Wednesday, June 18, 2014

Stand Up Guards: An Anniversary

Today is Waterloo Day, one year short of the bicentennial.

It would also have been my father's eighty-eighth birthday. 

I miss him.

Monday, June 16, 2014

Looking Backward

A Nicene Prohibition forbade a Bishop to exercise his authoritative episcopal functions within the limits of the Diocese of another Bishop . . . [but intervention may be justified] by the Historic Episcopate, wherever existing, unscriptural terms of communion doctrine are exacted, departures from primitive catholic doctrine which are unauthorized and unsound are inculcated, unhistoric domination of an alien episcopal authority is imposed, and unwholesome and immoral practices in the discipline of daily life are permitted and encouraged. If believing souls call aloud for relief from such encompassing error and wrong, then the entering-in for help would seem to be rather a rightful catholic protection of oppressed orthodoxy, than an uncatholic intrusion into a prohibited cure.   

Another polemical outburst from a representative of schismatic Anglican conservatism?

_WRITTEN TASK 1_
In the blog excerpt, which birthday would the writer's father have had on the day of the June 18 post?
_WRITTEN TASK 2_
Say whether each statement agrees with the blog excerpt, and back each yes or no with the deciding words quoted from it: (a) The June 18 post calls that day Waterloo Day. (b) The Nicene Prohibition allowed a Bishop to exercise his functions within another Bishop's Diocese. (c) The post titled "Looking Backward" is dated Monday, June 16, 2014.
_WRITTEN TASK 3_
Reproduce the passage of the blog excerpt starting with "Wednesday, June 18, 2014" and going on through "I miss him.".

_INFORMATION SUPPLIED_
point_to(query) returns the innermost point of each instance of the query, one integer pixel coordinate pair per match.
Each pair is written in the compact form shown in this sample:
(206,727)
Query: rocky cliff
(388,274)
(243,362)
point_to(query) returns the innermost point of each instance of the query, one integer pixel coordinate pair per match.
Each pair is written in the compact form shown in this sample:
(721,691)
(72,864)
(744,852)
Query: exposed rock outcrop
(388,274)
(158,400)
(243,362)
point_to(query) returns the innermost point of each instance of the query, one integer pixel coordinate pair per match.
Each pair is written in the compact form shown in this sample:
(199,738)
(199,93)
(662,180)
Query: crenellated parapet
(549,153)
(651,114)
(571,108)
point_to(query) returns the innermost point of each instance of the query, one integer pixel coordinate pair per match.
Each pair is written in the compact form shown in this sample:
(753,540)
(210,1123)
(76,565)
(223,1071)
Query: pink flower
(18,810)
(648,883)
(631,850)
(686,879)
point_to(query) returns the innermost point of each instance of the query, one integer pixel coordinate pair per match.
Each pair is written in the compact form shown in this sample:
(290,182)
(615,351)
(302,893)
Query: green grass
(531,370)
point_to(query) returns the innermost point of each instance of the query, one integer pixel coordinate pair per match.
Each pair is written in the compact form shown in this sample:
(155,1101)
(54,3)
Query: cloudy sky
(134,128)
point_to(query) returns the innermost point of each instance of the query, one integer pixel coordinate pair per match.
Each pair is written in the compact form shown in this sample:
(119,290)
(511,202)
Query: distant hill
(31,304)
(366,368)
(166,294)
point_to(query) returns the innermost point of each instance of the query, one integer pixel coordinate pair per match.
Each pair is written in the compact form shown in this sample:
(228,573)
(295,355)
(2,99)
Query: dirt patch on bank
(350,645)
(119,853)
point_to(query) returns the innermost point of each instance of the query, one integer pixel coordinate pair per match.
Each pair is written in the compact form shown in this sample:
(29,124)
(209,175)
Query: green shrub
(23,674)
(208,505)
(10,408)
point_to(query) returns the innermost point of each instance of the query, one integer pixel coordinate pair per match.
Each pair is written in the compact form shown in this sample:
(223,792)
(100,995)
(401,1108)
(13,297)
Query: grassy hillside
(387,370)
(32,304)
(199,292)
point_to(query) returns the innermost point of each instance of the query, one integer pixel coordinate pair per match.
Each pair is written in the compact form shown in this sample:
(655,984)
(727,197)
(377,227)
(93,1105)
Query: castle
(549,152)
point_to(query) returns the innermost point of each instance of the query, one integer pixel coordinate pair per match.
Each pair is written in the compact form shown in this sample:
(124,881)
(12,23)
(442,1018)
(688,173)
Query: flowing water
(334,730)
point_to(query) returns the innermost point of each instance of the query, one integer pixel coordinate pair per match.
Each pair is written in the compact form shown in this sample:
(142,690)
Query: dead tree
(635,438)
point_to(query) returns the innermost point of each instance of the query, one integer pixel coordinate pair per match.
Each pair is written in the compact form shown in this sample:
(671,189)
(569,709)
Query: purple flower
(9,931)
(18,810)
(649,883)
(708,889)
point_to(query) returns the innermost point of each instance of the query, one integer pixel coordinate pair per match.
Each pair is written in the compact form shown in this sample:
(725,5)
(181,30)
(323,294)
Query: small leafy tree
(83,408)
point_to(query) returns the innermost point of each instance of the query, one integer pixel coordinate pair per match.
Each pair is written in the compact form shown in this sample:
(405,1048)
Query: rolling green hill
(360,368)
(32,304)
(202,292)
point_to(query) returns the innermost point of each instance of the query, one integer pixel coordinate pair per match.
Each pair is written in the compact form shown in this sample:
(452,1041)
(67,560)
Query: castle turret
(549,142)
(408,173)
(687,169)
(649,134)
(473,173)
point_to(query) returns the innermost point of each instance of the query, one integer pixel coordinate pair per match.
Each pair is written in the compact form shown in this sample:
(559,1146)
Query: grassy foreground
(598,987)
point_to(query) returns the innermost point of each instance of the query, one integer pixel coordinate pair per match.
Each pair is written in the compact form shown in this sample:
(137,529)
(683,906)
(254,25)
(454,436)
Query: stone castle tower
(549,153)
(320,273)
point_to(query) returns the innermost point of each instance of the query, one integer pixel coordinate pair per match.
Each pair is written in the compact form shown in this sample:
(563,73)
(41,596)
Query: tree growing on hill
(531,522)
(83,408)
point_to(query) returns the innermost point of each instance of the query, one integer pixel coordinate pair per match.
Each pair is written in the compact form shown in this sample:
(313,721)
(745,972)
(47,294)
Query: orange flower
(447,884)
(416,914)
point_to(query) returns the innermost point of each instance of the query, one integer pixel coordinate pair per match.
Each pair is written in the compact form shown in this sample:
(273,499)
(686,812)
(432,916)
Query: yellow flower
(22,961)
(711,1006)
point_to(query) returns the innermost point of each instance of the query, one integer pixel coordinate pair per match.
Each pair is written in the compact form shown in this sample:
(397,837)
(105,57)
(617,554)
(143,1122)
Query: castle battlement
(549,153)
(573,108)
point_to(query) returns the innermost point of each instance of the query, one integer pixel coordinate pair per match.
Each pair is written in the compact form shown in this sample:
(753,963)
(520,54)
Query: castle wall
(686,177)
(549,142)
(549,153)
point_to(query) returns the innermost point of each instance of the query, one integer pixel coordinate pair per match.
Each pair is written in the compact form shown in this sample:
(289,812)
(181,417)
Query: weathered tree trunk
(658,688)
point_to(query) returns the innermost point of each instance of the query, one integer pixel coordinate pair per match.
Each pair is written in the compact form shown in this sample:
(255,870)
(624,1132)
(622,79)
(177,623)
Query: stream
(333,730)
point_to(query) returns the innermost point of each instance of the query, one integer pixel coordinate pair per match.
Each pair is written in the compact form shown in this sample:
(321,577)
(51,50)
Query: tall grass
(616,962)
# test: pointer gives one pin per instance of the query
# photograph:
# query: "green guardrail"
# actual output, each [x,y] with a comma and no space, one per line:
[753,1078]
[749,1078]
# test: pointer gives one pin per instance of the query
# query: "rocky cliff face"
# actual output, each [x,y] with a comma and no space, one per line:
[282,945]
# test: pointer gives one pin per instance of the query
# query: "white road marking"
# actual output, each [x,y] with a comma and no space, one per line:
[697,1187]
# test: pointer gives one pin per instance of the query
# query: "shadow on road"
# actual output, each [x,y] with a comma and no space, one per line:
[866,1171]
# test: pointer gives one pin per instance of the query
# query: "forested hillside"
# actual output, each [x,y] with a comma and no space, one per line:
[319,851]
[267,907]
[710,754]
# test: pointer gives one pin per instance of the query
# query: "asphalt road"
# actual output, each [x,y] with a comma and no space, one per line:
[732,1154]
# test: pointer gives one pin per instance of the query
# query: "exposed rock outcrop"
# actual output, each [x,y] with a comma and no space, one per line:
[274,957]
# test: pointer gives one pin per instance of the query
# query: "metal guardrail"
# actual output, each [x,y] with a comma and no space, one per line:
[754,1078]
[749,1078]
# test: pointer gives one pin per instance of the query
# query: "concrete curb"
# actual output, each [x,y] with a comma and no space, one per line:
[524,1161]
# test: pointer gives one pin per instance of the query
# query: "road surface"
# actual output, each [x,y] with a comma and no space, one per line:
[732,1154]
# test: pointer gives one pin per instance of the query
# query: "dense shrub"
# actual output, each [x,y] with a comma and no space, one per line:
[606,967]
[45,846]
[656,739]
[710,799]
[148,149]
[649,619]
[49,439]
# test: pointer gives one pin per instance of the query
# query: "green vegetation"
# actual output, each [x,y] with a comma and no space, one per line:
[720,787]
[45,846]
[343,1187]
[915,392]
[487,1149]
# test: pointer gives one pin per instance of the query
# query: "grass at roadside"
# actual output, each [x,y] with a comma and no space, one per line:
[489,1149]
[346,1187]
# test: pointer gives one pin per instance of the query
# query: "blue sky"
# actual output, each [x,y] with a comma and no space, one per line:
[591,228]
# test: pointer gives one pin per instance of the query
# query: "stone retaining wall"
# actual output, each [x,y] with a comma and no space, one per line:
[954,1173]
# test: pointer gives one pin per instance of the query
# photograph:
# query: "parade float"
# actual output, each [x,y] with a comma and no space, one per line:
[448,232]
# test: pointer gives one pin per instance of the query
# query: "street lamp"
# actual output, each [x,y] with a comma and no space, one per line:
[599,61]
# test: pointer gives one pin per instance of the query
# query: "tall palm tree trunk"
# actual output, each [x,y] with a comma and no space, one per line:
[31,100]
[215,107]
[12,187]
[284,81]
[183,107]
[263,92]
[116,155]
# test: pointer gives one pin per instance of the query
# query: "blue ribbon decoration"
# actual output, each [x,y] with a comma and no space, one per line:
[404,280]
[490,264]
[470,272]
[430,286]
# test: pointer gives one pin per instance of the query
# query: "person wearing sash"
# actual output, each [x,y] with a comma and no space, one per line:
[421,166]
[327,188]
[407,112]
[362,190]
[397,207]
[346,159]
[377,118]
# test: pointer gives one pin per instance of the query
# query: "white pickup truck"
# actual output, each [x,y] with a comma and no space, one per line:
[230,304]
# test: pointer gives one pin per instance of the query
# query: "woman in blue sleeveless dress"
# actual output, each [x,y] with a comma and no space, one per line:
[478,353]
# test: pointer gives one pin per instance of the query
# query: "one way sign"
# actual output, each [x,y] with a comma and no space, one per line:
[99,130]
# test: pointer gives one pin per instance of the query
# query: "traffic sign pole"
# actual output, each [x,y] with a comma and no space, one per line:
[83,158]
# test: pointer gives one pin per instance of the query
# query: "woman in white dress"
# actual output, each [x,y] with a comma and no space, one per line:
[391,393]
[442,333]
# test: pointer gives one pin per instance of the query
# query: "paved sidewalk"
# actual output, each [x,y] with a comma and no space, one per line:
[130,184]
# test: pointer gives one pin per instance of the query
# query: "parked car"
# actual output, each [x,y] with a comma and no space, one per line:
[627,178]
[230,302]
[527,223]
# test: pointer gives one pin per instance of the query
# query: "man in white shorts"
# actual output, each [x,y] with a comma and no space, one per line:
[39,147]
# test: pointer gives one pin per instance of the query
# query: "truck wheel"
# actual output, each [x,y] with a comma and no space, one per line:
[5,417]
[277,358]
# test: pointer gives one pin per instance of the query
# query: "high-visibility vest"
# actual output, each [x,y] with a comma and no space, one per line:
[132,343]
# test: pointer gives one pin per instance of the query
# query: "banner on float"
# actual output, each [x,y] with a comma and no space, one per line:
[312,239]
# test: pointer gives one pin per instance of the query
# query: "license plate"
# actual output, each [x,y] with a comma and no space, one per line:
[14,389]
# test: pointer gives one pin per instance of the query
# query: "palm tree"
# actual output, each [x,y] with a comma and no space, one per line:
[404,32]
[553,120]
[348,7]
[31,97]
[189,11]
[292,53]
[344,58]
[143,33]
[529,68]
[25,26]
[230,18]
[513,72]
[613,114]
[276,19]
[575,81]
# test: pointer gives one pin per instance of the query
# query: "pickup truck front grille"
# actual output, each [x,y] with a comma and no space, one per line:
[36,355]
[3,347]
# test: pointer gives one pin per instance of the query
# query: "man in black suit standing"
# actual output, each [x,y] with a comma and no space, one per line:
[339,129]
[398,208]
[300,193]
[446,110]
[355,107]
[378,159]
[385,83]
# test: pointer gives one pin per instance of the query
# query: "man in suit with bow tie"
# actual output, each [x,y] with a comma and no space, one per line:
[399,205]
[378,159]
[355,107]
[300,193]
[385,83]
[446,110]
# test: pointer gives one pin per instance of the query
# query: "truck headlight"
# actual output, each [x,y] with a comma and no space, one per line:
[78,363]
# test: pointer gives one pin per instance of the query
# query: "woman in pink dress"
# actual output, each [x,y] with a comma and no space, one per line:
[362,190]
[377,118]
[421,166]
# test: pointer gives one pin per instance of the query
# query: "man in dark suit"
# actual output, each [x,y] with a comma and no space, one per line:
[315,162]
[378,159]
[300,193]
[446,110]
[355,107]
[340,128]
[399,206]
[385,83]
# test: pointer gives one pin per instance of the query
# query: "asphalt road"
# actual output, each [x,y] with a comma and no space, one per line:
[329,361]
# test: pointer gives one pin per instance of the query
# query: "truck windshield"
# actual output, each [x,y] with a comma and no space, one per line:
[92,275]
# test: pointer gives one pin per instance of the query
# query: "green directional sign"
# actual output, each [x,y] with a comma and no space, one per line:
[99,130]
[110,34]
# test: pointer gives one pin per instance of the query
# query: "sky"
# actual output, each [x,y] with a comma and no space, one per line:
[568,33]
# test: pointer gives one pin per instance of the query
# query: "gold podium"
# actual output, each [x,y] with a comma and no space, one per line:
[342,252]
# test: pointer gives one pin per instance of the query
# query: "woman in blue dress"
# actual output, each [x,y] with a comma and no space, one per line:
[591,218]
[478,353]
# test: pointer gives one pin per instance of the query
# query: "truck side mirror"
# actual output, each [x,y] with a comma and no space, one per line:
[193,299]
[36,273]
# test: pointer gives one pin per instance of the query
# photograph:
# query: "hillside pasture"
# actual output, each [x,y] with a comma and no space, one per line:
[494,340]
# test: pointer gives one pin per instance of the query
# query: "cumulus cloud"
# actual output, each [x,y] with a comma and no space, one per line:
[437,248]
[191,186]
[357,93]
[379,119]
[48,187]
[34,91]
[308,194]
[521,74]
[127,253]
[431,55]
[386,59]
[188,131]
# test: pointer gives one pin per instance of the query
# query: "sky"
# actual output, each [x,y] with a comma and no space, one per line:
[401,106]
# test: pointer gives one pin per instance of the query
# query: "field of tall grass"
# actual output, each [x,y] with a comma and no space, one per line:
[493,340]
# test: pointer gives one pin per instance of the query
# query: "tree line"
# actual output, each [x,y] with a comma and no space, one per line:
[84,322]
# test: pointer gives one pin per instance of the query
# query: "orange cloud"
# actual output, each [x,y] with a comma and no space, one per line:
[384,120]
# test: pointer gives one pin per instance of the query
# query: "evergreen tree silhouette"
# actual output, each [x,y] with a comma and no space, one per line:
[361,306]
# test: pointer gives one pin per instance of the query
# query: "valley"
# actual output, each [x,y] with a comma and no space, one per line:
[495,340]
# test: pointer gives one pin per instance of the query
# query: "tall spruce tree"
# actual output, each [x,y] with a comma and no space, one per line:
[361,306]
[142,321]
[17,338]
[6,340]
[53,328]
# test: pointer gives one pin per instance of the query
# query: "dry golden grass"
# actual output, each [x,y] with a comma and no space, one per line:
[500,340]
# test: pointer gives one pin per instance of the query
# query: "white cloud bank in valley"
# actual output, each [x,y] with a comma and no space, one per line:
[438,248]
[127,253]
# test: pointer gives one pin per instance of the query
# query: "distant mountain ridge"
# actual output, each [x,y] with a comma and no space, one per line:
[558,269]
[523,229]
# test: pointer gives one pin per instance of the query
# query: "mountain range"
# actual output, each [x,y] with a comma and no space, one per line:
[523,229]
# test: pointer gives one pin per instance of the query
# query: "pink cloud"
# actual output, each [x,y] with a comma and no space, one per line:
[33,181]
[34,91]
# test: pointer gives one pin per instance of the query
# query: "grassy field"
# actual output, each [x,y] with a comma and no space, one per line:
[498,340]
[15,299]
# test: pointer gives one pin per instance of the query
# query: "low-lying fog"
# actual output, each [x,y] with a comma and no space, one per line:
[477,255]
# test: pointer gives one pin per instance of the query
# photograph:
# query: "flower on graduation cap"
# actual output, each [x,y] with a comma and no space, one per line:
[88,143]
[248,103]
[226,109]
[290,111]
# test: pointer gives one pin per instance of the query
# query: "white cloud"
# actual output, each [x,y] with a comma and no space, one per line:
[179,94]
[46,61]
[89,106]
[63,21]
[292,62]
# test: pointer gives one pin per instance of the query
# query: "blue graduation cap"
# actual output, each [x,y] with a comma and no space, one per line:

_FINAL ANSWER 1_
His eighty-eighth birthday.

_FINAL ANSWER 2_
(a) Yes: "Today is Waterloo Day, one year short of the bicentennial."
(b) No: "A Nicene Prohibition forbade a Bishop to exercise his authoritative episcopal functions within the limits of the Diocese of another Bishop"
(c) Yes: "Monday, June 16, 2014"

_FINAL ANSWER 3_
Wednesday, June 18, 2014

Stand Up Guards: An Anniversary

Today is Waterloo Day, one year short of the bicentennial.

It would also have been my father's eighty-eighth birthday. 

I miss him.